■ **Required action A**: For each statement about the enterprise AI adoption passage, answer yes or no and quote the passage's deciding words: (i) Writing a small piece of Python code might use 45,000 tokens. (ii) Jerrom advises enterprises to limit the time they spend working out what to do with AI. (iii) Sue Daley works at Red Hat.
■ **Required action B**: Continue the enterprise AI adoption passage, starting after its final sentence.

■ **Selected passage**:
-=-=-=-=-

Rubrik’s Cassidy believes opportunities are typically about “smart delegation” of tasks and the democratisation of data-based intelligence across the business. “And AI offers SMEs a genuine levelling-up capability.”

Implementation plan and timelines

Robbie Jerrom, senior principal technologist for AI at Red Hat, says enterprises should focus on working out what they should do with AI, and take as much time as they need to do that.

“First, understand your need, then narrow the use case. Don’t try to boil the ocean,” says Jerrom.

One thing organisations can do is calculate the tokens required for a given AI enablement, although it is not always easy.

First, understand your need, then narrow the use case. Don’t try to boil the ocean
Robbie Jerrom, Red Hat

“Writing some small bits of Python code, maybe 10 minutes’ work, might use 45,000 tokens. Map it back to cost, and it’s maybe a couple of cents. But if you scale that up, and have 10 developers doing it all day long, how much is it? Every time an AI agent goes out and talks to something, for example, it uses tokens.”

Pick something small, get some experience running something trackable, and build something from which the business will learn.

Sandboxing can reduce risk, especially when considering more autonomous systems such as agents. Examine whether it can be trained in the company’s static policies, for example.

Perhaps ask a model to review a contract, compare it with previous contracts, and show the differences, confusions or irregularities. You might notice two irregularities, but the model might highlight something different to think about in addition. Changes over years, for instance, might signal a possible challenge in the customer relationship that had not been previously picked up.

AI can help discipline your thinking and apply method. Afterwards, double-check results and re-evaluate. Can you tune the model to better align with need, or try an alternative?

“Some of the boring use cases are where you’ll start to see value,” says Jerrom, noting that while generative AI (GenAI) makes mistakes, so do humans.

Education and training for workers are equally crucial. Most will need help learning how best to use their AI services.

“This can get you into a lot of hot water,” warns Jerrom. “AI is already everywhere.”

Next steps for enterprise AI adoption

Sue Daley, director of technology and innovation at TechUK, says all AI has “huge potential” for businesses. Regardless of shape, size or sector, it is key to understand exactly how AI can drive efficiencies and effectiveness. “What do you want it to do and what are you looking to achieve?”

-=-=-=-=-

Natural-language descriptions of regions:
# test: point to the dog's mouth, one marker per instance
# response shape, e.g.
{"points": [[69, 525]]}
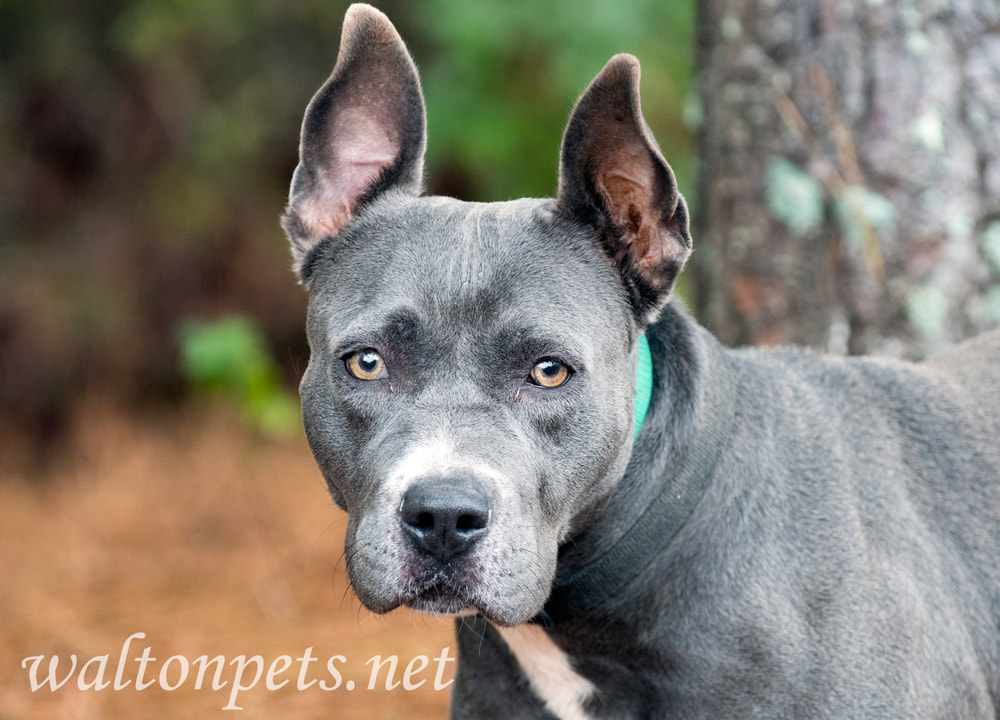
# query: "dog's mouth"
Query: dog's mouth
{"points": [[443, 597]]}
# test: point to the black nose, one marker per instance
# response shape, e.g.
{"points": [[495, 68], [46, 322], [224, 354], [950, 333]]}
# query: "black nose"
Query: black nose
{"points": [[444, 518]]}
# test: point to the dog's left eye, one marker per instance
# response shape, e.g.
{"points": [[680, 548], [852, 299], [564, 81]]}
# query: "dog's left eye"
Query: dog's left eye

-=-=-=-=-

■ **Answer space A**:
(i) Yes: "Writing some small bits of Python code, maybe 10 minutes’ work, might use 45,000 tokens."
(ii) No: "take as much time as they need to do that."
(iii) No: "Sue Daley, director of technology and innovation at TechUK"

■ **Answer space B**:
As with any other technology, is AI the appropriate tool? Sometimes benefits might be agentic, while others might require a small language model or very specific approach.

“Small language models may be more appropriate for a specific business need or issue in their supply chain, logistics or operations. Context will be so important,” says Daley.

Play “mindfully” in a sandbox or safe environment to learn what AI can do. Examine compliance, security policies and practice, and ethics around responsible innovation. Consider upskilling needs. Acquire perspective from people and build cross-functional teams across the business.

“Start with education and awareness. Consider your organisation at all levels, from board level to middle management and individual workers,” says Daley. “Find ways to bring people on the journey with you. It’s a change management process, affecting a lot of people’s jobs.”

Even if enterprises think of GenAI tools as just another chatbot, many chatbots have not satisfied customers. Benefiting from AI requires serious thought, including on how the next version or product is evolving. Again, the top tip is that outputs can only be as good as your data inputs, she says.

Freeform Dynamics’ Lock adds: “Understand how to get AI working so your people say it actually helps them, rather than it being just something else to ‘get around’. When they’re picking AI up on their own, remember some might be doing advantageous things you hadn’t thought of – or  something they shouldn’t. User effectiveness and happiness are crucial.”

Finally, don’t forget there are different classes of AI – some of which the business may already have experience with.